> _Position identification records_
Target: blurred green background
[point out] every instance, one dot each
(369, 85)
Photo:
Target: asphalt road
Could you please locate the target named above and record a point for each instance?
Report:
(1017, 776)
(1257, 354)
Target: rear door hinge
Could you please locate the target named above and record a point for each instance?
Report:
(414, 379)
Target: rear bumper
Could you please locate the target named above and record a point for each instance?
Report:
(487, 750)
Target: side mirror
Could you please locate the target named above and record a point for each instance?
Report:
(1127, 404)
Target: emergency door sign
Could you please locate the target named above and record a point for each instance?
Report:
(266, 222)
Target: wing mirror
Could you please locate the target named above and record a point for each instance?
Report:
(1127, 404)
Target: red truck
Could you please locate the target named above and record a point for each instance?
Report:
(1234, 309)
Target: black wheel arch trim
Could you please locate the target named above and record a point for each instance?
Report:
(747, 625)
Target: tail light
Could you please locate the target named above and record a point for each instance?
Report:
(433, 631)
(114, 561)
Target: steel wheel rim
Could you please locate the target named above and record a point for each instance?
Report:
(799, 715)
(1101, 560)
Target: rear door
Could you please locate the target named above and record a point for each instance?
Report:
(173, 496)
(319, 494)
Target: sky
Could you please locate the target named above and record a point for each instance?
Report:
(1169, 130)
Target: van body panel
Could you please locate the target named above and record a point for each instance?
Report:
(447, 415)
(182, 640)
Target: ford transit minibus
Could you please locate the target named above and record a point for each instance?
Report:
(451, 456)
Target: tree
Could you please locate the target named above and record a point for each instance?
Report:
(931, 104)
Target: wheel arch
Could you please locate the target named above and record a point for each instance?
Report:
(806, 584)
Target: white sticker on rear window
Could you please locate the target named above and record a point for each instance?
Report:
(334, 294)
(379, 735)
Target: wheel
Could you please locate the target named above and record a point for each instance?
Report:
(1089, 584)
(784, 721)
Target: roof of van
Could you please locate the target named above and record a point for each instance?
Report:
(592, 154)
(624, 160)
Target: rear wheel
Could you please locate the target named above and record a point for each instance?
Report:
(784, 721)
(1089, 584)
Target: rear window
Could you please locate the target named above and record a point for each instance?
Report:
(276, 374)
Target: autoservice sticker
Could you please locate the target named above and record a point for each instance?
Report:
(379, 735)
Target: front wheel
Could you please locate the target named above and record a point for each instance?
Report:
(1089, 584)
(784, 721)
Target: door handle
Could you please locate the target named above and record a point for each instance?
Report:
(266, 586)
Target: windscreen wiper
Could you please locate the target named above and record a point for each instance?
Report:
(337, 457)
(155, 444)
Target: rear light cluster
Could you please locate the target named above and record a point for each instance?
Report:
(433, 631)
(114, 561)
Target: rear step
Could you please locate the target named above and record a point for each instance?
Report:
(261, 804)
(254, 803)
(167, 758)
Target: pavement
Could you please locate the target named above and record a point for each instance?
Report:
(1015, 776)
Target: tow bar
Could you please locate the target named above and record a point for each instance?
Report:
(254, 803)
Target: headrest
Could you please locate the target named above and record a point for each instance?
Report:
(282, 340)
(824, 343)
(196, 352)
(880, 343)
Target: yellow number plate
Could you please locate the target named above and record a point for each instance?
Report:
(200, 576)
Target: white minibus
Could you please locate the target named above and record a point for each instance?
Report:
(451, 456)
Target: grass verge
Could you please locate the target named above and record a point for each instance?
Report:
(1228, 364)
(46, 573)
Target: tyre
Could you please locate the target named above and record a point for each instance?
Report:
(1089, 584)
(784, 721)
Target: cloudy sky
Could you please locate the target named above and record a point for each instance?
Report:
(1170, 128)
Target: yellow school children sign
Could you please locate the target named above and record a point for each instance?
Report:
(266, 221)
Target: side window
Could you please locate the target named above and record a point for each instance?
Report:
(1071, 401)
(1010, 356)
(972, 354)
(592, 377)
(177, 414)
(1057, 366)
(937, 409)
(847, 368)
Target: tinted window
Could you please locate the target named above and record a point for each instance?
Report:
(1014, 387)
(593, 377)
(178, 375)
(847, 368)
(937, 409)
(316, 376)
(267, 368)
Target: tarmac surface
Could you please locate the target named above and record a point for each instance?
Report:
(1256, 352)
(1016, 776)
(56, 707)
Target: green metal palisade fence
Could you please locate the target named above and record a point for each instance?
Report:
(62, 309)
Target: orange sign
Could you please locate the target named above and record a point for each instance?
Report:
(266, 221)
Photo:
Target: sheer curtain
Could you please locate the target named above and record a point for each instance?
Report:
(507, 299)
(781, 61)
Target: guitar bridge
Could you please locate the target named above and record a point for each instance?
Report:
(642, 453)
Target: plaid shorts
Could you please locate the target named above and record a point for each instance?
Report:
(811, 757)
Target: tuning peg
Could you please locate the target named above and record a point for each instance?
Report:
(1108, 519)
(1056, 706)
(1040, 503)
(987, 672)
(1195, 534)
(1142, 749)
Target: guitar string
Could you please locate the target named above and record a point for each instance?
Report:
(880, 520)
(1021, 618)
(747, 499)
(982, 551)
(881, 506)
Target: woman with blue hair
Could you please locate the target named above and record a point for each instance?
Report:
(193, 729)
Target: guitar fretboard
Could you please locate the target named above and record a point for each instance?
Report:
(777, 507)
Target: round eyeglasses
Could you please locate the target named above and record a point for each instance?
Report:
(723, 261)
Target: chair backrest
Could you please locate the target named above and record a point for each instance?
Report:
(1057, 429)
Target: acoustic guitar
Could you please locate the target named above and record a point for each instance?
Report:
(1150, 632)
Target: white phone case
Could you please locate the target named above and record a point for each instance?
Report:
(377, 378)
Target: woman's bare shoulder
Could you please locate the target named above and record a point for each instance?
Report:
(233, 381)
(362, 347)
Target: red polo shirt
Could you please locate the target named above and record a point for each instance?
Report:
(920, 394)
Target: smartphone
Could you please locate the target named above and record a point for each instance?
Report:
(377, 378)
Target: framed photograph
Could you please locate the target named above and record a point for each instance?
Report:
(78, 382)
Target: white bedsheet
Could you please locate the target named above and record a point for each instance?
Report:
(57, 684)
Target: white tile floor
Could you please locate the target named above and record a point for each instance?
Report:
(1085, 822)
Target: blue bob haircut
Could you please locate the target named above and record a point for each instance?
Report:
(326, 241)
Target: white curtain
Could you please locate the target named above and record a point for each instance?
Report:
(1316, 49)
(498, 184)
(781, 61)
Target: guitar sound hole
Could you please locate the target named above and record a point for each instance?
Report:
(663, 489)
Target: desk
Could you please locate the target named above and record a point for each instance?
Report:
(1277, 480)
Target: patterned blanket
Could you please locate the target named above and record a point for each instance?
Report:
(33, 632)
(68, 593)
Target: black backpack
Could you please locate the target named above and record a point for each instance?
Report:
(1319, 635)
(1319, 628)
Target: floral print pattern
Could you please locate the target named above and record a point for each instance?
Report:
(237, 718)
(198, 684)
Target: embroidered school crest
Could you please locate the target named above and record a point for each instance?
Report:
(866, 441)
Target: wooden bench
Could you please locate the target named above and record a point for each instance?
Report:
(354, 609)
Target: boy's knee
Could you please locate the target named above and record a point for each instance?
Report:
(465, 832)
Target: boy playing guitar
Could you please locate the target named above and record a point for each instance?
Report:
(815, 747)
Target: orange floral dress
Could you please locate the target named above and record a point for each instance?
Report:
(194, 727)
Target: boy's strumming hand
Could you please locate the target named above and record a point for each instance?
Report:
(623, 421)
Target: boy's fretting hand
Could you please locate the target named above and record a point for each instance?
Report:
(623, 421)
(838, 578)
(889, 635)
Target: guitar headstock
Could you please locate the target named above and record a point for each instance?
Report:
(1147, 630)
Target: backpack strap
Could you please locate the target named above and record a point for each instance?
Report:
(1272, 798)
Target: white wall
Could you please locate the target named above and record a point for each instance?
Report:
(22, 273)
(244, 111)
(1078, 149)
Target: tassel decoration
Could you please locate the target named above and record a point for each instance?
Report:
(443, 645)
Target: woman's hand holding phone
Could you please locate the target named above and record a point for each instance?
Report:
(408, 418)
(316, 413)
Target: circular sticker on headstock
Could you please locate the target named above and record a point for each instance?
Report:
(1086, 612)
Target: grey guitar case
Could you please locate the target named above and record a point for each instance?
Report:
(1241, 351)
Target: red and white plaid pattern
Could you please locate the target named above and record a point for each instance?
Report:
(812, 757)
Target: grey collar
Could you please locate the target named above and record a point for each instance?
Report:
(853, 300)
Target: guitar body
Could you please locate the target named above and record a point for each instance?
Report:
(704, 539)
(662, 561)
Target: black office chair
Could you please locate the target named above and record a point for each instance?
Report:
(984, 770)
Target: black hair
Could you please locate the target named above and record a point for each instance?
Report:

> _Instructions to follow_
From the line holding "Target: guitar headstock" down to the final line above, quote every line exactly and only those lines.

> _Output of the task_
Target: guitar headstock
Could you please locate the target named above and record a point for each instance?
Report:
(1147, 630)
Target: backpack strap
Could you please locate the target named above and record a point for each instance?
Report:
(1272, 798)
Target: white wall
Could you please locate the target named above and record a point for each instance?
Report:
(22, 273)
(244, 111)
(1078, 149)
Target: tassel decoration
Could you please locate the target named above and record a point for each instance?
Report:
(443, 645)
Target: woman's hand holding phone
Could you please locate the target named above and record a point for each instance?
Report:
(408, 418)
(316, 413)
Target: circular sticker on headstock
Could you please locate the target named above and record a point for each instance?
Report:
(1086, 612)
Target: grey guitar case
Could you please locate the target named above and record a point for each instance?
Report:
(1241, 351)
Target: red and white plaid pattern
Could you please locate the target named above and record a point for each instance?
Report:
(812, 757)
Target: grey collar
Could you please locate the target named above and record a point for each instance?
Report:
(853, 300)
Target: guitar body
Could you please locate the target named above and record a point for each instance?
Report:
(704, 539)
(662, 561)
Target: black office chair
Could you please locate the target named above and record a point for each instance?
Report:
(984, 770)
Target: black hair
Could you please locate the target named above and record a point for each instance?
Report:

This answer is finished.